### TO BE DONE
Take the listing and print it in full, exactly as given.

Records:
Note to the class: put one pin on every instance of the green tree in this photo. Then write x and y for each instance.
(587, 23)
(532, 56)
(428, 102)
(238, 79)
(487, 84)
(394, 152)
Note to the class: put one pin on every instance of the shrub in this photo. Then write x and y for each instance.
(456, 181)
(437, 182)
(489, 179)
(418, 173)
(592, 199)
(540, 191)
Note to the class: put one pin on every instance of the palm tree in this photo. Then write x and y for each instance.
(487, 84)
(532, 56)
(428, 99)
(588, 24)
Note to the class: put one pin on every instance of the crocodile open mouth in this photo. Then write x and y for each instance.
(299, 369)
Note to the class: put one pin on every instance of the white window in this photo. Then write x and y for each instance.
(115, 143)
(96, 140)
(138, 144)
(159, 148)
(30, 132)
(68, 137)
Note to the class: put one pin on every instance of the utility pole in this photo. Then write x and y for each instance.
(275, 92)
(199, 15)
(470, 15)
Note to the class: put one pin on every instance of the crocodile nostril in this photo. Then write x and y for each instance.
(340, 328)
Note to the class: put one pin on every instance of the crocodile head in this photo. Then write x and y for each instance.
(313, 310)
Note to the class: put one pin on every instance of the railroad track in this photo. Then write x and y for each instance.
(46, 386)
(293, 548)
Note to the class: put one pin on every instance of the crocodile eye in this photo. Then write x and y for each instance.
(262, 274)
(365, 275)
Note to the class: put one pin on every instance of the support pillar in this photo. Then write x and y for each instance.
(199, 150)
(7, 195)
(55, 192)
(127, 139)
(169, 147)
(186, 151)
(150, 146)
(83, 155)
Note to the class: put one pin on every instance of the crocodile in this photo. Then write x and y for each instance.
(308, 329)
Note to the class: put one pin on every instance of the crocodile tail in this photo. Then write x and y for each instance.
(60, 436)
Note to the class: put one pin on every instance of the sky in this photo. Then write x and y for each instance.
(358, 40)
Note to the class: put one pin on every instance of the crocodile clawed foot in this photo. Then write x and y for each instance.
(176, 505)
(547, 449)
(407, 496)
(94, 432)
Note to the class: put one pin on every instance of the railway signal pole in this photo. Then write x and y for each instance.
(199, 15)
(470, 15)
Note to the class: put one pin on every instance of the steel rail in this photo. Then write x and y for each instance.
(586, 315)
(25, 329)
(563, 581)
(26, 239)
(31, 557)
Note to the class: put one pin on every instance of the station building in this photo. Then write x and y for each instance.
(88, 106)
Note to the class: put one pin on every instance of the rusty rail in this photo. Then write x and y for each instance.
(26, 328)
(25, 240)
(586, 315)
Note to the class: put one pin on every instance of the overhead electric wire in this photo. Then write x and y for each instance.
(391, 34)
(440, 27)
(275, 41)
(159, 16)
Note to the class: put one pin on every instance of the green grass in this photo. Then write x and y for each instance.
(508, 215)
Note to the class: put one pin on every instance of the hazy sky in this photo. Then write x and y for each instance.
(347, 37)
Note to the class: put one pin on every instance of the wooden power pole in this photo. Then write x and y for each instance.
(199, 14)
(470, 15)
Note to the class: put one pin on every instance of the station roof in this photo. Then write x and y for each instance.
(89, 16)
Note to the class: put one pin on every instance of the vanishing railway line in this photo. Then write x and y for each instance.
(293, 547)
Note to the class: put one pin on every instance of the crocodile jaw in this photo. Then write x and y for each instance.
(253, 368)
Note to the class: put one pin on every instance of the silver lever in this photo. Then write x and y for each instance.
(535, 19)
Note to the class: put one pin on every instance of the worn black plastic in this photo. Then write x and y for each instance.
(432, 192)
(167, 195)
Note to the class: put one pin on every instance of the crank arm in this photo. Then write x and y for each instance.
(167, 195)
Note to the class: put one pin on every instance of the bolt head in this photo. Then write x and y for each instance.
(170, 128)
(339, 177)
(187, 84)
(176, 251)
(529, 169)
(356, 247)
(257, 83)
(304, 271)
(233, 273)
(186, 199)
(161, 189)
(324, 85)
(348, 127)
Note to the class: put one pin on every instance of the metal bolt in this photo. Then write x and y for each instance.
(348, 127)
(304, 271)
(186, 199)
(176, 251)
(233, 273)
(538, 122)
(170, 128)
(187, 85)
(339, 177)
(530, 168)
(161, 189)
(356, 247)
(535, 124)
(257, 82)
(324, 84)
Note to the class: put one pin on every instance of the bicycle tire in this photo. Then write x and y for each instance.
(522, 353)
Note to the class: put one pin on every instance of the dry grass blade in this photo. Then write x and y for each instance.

### SOLUTION FOR THIS TASK
Note to the class: put one pin on every instance of the green tree in this photo. Then write x and y for each instance.
(587, 23)
(532, 56)
(428, 102)
(238, 79)
(487, 84)
(394, 152)
Note to the class: put one pin on every instance of the shrub in this photo. Then write x and y for each instance.
(456, 181)
(437, 182)
(489, 179)
(418, 173)
(592, 199)
(540, 191)
Note to the class: put one pin on every instance of the palm tree in this photo. Then write x and y for each instance.
(487, 84)
(532, 56)
(428, 99)
(588, 24)
Note to the class: put one pin on every instance of the crocodile open mouth in this photo. Then write x and y for each instance.
(299, 369)
Note to the class: put one pin on every instance of the white window in this photo. Then write x and y for each instance.
(115, 143)
(96, 140)
(138, 144)
(159, 148)
(30, 132)
(68, 137)
Note to the class: put one pin on every instance of the utility pole in this photo. Then write x and y for each instance.
(275, 92)
(199, 15)
(470, 15)
Note to the class: put one pin on every instance of the crocodile nostril in this photo. Then write x and y for each instance.
(340, 328)
Note to the class: put one pin on every instance of the crocodile head in this photo. Then write x and y for each instance.
(313, 310)
Note to the class: put one pin on every instance of the railroad track in this photo. Then write x and y for each instance.
(46, 386)
(293, 548)
Note to the class: put one pin on every instance of the crocodile eye in this photo. Then write x and y for each instance.
(262, 274)
(365, 275)
Note to the class: put one pin on every instance of the support pillar in this photo. Then write x and y for each instance.
(199, 150)
(7, 195)
(55, 192)
(127, 139)
(169, 147)
(186, 151)
(150, 146)
(83, 155)
Note to the class: put one pin on every instance of the crocodile in this photo. Then write x and y for each instance.
(308, 329)
Note to the class: put one pin on every instance of the crocodile tail in this photo. Then write x and y for each instance.
(60, 436)
Note to the class: put one pin on every instance of the sky in this photo. Then write x and y for each instance.
(358, 40)
Note to the class: put one pin on every instance of the crocodile clawed foot in this photo. Then write x and y for each instance.
(176, 505)
(547, 449)
(407, 496)
(94, 432)
Note to the class: put one pin on every instance of the railway signal pole in this photo. Then write x and y for each instance.
(199, 15)
(470, 15)
Note to the class: put one pin on every instance of the steel rail in this photo. Then write x and y for each instance.
(586, 315)
(25, 329)
(563, 581)
(26, 239)
(31, 557)
Note to the class: put one pin on every instance of the station building in this photo. Then write x and y for each instance.
(88, 106)
Note to the class: put one pin on every instance of the rusty rail in this photo. Then write x and y for each instance.
(26, 328)
(25, 240)
(586, 315)
Note to the class: put one pin on every instance of the overhead electric wire in this photo. Then write x and y for each instance.
(391, 34)
(440, 27)
(275, 41)
(159, 16)
Note to the class: put one pin on every instance of the green grass in this photo. Then write x and y for each instance.
(508, 215)
Note to the class: put one pin on every instance of the hazy sky in this photo. Then write x and y for each instance.
(347, 37)
Note to the class: put one pin on every instance of the wooden power pole in this photo. Then write x and y for each instance.
(199, 14)
(470, 15)
Note to the class: put one pin on every instance of the station roof in this photo. Then write x and y for each instance.
(89, 16)
Note to the class: put one pin on every instance of the vanishing railway line in this photo. Then write x and y for each instance.
(293, 547)
Note to the class: put one pin on every instance of the crocodile jaw in this photo. Then write x and y for each instance.
(253, 368)
Note to the class: put one pin on every instance of the silver lever in this photo. Then write x and y for each instance.
(535, 19)
Note to the class: put one pin on every instance of the worn black plastic in this photo. Then write x and y for each instance.
(432, 192)
(167, 195)
Note to the class: put one pin on every instance of the crank arm in this photo. Then write x and y for each instance.
(167, 195)
Note to the class: put one pin on every instance of the bolt head in this photo. Then write x and y for each instance.
(170, 128)
(339, 177)
(187, 84)
(176, 251)
(529, 169)
(356, 247)
(257, 83)
(304, 271)
(233, 273)
(186, 199)
(161, 189)
(324, 85)
(348, 127)
Note to the class: put one pin on every instance of the metal bolt in this photo. Then write x and y for each instance.
(348, 127)
(304, 271)
(186, 199)
(176, 251)
(233, 273)
(538, 122)
(170, 128)
(187, 85)
(339, 177)
(530, 168)
(161, 189)
(356, 247)
(535, 124)
(257, 82)
(324, 84)
Note to the class: put one pin on every instance of the bicycle tire in this photo. Then write x and y for each instance.
(522, 353)
Note to the class: put one pin on every instance of the dry grass blade in this photo. Then write x and y for each instance.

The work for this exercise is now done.